— start PAGE —
Hi,


Thanks, everyone, for re-opening the discussion around the new packet mempool 
handling for 2.10.



Before we agree on what to actually implement I’d like to summarize my 
understanding of the requirements that have been discussed so far. Based on 
those I want to share some thoughts about how e can best address these 
requirements.



Requirements:



R1 (Backward compatibility):

The new mempool handling shall be able to function equally well as the OVS 2.9 
design base given any specific configuration of OVS-DPDK: hugepage memory, 
PMDs, ports, queues, MTU sizes, traffic flows. This is to ensure that we can 
upgrade OVS in existing deployments without risk of breaking anything.



R2 (Dimensioning for static deployments):

It shall be possible for an operator to calculate the amount of memory needed 
for packet mempools in a given static (maximum) configuration (PMDs, ethernet 
ports and queues, maximum number of vhost ports, MTU sizes) to reserve 
sufficient hugepages for OVS.



R3 (Safe operation):

If the mempools are dimensioned correctly, it shall not be possible that OVS 
runs out of mbufs for packet processing.



R4 (Minimal footprint):

The packet mempool size needed for safe operation of OVS should be as small as 
possible.



R5 (Dynamic mempool allocation):

It should be possible to automatically adjust the size of packet mempools at 
run-time when changing the OVS configuration e.g. adding PMDs, adding ports, 
adding rx/tx queues, changing the port MTU size. (Note: Shrinking the mempools 
with reducing OVS configuration is less important.)



Actual maximum mbuf consumption in OVS DPDK:


  1.  Phy rx queues: Sum over dpdk dev: (dev->requested_n_rxq * 
dev->requested_rxq_size)
Note: Normally the number of rx queues should not exceed the number of PMDs.
  2.  Phy tx queues: Sum over dpdk dev: (#active tx queues (=#PMDs) * 
dev->requested_txq_size)

Note 1: These are hogged because of DPDK PMD’s lazy release of transmitted 
mbufs.
Note 2: Stored mbufs in a tx queue are coming from all ports.

  1.  One rx batch per PMD during processing: #PMDs * 32
  2.  One batch per active tx queue for time-based batching: 32 * #devs * #PMDs



Assuming rx/tx queue size of 2K for physical ports and #rx queues = #PMDs 
(RSS), the upper limit for the used mbufs would be



(*1*)     #dpdk devs * #PMDs * 4K   +  (#dpdk devs + #vhost devs) * #PMDs * 32  
+  #PMDs * 32



Examples:

  *   With a typical NFVI deployment (2 DPDK devs, 4 PMDs, 128 vhost devs ) 
this yields  32K + 17K = 49K mbufs
  *   For a large NFVI deployment (4 DPDK devs, 8 PMDs, 256 vhost devs ) this 
would yield  128K + 66K = 194K mbufs

Roughly 1/3rd of the total mbufs are hogged in dpdk dev rx queues. The 
remaining 2/3rds are populated with an arbitrary mix of mbufs from all sources.
— end PAGE —
— start LISTED RECORDS —
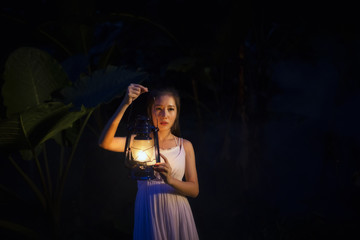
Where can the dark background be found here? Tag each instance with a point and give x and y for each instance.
(270, 94)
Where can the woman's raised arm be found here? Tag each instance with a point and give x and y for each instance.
(107, 138)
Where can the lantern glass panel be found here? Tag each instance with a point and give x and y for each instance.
(143, 151)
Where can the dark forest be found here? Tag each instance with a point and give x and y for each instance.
(269, 94)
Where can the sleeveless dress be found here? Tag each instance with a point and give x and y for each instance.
(160, 212)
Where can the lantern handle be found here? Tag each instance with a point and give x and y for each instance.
(156, 140)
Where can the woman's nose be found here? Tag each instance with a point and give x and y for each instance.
(163, 113)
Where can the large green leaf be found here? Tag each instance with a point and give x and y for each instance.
(30, 75)
(38, 124)
(11, 135)
(102, 86)
(47, 120)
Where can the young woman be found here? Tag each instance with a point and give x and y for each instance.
(162, 210)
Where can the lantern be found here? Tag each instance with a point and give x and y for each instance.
(142, 149)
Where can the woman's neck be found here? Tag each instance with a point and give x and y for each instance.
(164, 135)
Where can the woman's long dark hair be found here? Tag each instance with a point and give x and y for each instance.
(175, 129)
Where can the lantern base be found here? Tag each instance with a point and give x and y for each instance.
(142, 172)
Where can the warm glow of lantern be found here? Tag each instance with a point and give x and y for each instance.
(143, 151)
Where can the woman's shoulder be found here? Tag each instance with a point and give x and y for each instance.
(187, 144)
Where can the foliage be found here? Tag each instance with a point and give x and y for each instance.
(42, 104)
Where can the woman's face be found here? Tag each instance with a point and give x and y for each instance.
(164, 112)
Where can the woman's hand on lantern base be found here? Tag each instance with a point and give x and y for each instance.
(164, 169)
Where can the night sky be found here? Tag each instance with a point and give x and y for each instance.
(270, 97)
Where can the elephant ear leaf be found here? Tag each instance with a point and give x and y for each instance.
(102, 86)
(47, 120)
(30, 76)
(37, 125)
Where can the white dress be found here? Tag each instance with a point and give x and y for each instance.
(160, 212)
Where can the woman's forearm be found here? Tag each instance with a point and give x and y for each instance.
(190, 189)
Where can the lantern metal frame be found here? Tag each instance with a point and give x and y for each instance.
(142, 129)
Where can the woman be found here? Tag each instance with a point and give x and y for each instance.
(162, 210)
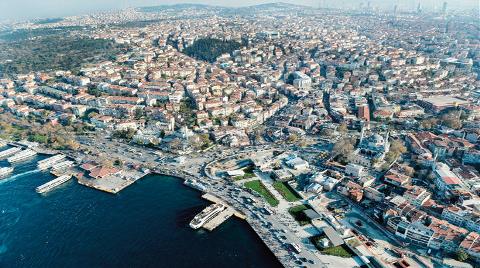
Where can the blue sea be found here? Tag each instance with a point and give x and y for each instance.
(145, 225)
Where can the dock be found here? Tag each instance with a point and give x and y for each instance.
(222, 216)
(219, 219)
(53, 184)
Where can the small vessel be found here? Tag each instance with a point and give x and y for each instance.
(49, 162)
(195, 184)
(23, 155)
(52, 184)
(5, 171)
(206, 215)
(9, 152)
(62, 165)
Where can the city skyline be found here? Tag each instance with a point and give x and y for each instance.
(28, 9)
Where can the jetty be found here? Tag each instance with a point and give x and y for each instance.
(53, 184)
(225, 214)
(49, 162)
(9, 152)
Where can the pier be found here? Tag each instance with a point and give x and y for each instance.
(219, 219)
(222, 216)
(53, 184)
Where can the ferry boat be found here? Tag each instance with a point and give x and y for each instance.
(52, 184)
(195, 184)
(64, 164)
(296, 248)
(206, 215)
(5, 171)
(49, 162)
(23, 155)
(9, 152)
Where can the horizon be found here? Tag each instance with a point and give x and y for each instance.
(13, 10)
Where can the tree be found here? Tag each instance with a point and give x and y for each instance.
(139, 113)
(292, 138)
(326, 132)
(461, 255)
(429, 123)
(342, 128)
(452, 119)
(397, 148)
(343, 148)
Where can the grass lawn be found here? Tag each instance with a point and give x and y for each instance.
(285, 191)
(244, 177)
(248, 174)
(297, 213)
(258, 187)
(339, 251)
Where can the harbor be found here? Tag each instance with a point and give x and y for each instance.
(53, 184)
(215, 214)
(46, 225)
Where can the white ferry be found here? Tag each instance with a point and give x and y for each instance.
(23, 155)
(206, 215)
(52, 184)
(296, 248)
(49, 162)
(9, 152)
(5, 171)
(3, 143)
(62, 165)
(195, 184)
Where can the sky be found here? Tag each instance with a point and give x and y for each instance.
(28, 9)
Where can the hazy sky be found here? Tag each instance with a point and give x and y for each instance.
(24, 9)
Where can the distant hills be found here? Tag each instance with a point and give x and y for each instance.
(259, 7)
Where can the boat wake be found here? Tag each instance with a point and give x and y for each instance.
(14, 177)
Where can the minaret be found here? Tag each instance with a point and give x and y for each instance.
(387, 143)
(362, 133)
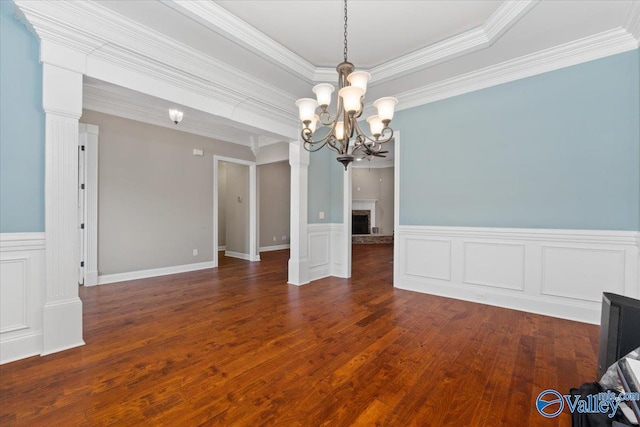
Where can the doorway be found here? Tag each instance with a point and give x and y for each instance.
(240, 216)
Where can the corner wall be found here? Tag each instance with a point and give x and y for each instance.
(525, 195)
(154, 197)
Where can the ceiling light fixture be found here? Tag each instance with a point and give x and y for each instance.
(344, 134)
(175, 115)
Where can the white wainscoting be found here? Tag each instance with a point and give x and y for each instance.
(560, 273)
(326, 252)
(22, 293)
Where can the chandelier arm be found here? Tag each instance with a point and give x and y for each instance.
(307, 137)
(312, 148)
(345, 31)
(380, 140)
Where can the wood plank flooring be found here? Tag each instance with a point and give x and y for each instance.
(237, 346)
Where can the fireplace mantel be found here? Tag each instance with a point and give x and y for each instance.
(366, 205)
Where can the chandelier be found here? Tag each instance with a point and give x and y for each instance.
(341, 131)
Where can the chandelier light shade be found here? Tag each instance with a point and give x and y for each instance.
(175, 115)
(344, 134)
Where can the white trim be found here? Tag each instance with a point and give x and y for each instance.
(560, 273)
(376, 163)
(238, 255)
(223, 22)
(475, 39)
(253, 206)
(298, 265)
(219, 20)
(89, 138)
(396, 207)
(633, 21)
(22, 271)
(108, 46)
(121, 102)
(341, 264)
(154, 272)
(274, 248)
(22, 241)
(326, 251)
(576, 52)
(366, 205)
(62, 102)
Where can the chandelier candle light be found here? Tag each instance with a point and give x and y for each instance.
(345, 135)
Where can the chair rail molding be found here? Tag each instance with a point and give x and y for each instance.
(560, 273)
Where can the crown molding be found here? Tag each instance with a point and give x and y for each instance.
(481, 37)
(107, 38)
(633, 21)
(223, 22)
(123, 103)
(374, 164)
(583, 50)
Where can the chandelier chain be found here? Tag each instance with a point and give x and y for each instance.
(345, 30)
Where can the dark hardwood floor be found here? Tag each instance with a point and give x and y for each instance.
(238, 346)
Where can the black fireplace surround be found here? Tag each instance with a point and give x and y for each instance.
(360, 222)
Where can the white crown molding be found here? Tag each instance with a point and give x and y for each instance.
(223, 22)
(106, 37)
(374, 164)
(481, 37)
(583, 50)
(633, 21)
(119, 102)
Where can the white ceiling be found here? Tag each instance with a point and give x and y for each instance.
(415, 50)
(378, 31)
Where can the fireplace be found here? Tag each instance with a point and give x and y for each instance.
(361, 222)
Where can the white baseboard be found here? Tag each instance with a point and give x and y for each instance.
(90, 278)
(22, 283)
(274, 248)
(61, 325)
(20, 347)
(143, 274)
(559, 273)
(239, 255)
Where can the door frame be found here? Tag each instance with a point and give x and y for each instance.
(253, 207)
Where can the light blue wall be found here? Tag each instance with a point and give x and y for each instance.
(557, 150)
(325, 187)
(21, 127)
(337, 188)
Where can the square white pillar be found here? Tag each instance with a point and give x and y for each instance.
(299, 252)
(62, 311)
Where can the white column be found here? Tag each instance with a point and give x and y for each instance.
(90, 134)
(299, 252)
(346, 209)
(62, 312)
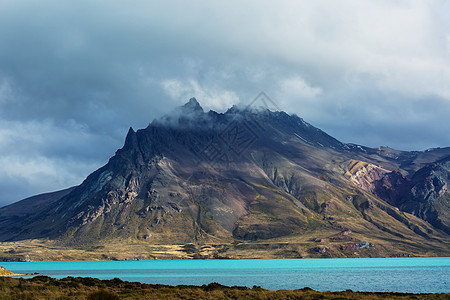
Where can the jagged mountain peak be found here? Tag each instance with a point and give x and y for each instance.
(192, 105)
(243, 175)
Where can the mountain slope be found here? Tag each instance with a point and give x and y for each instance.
(247, 179)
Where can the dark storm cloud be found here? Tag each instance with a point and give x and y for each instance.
(75, 75)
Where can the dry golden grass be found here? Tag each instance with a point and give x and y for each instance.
(42, 287)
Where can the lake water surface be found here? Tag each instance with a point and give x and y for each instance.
(412, 275)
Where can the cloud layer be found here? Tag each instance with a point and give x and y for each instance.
(75, 75)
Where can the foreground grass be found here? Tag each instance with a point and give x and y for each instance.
(43, 287)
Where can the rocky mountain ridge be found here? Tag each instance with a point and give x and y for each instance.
(246, 177)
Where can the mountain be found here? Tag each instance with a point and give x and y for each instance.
(244, 183)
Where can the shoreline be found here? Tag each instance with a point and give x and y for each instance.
(79, 287)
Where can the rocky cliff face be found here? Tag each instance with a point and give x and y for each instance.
(242, 176)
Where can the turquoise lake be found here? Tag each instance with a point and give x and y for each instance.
(412, 275)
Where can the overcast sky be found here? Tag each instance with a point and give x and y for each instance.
(74, 75)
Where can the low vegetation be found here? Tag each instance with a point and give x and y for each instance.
(43, 287)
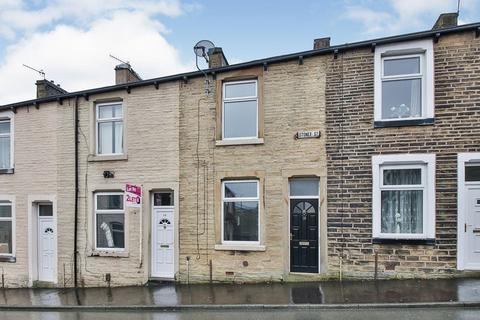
— end LISTED RECORDS —
_TASKS TO CARRY OUT_:
1 - Decide whether each statement below agrees with the post on packet mempool handling, answering yes or no and quoting the deciding words of the post: (a) Under R3, correctly dimensioned mempools mean OVS cannot run out of mbufs for packet processing. (b) The note under R5 calls shrinking the mempools when the OVS configuration is reduced the most important case. (c) The typical NFVI deployment example uses 8 PMDs.
2 - Continue the post on packet mempool handling, beginning after its final sentence.

_PER-TASK ANSWERS_:
1 -
(a) Yes: "If the mempools are dimensioned correctly, it shall not be possible that OVS runs out of mbufs for packet processing."
(b) No: "Shrinking the mempools with reducing OVS configuration is less important."
(c) No: "2 DPDK devs, 4 PMDs, 128 vhost devs"

2 -
Legacy shared mempool handling up to OVS 2.9:


  *   One mempool per NUMA node and used MTU size range.
  *   Each mempool has the maximum of (256K, 128K, 64K, 32K or 16K) mbufs 
available in DPDK at mempool creation.
  *   Each mempool is shared among all ports on its NUMA node with an MTU in 
its range.
     *   All rx queues of a port share the same mempool



The legacy code trivially satisfies R1. Its good feature is that the mempools 
are shared so that it avoids the bloating of dedicated mempools per port 
implied by the handling on master (see below).



Apart from that it does not fulfill any of the requirements.

  *   It swallows all available hugepage memory to allocate up to 256K mbufs 
per NUMA node, even though that is far more than typically needed (violating 
R4).

  *   The actual size of created mempools depends on the order of creation and 
the hugepage memory available. Early mempools are over-dimensioned, later 
mempools might be under-dimensioned. Operation is not at all safe (violating R3)
  *   It doesn’t provide any help for the operator to dimension and reserve 
hugepages for OVS (violating R2)
  *   The only dynamicity is that it creates additional mempools for new MTU 
size ranges only when they are needed. Due to greedy initial allocation these 
are likely to fail (violating R5).



My take is that even though the shared mempool is concept is good, the legacy 
mempool handling should not be kept as is.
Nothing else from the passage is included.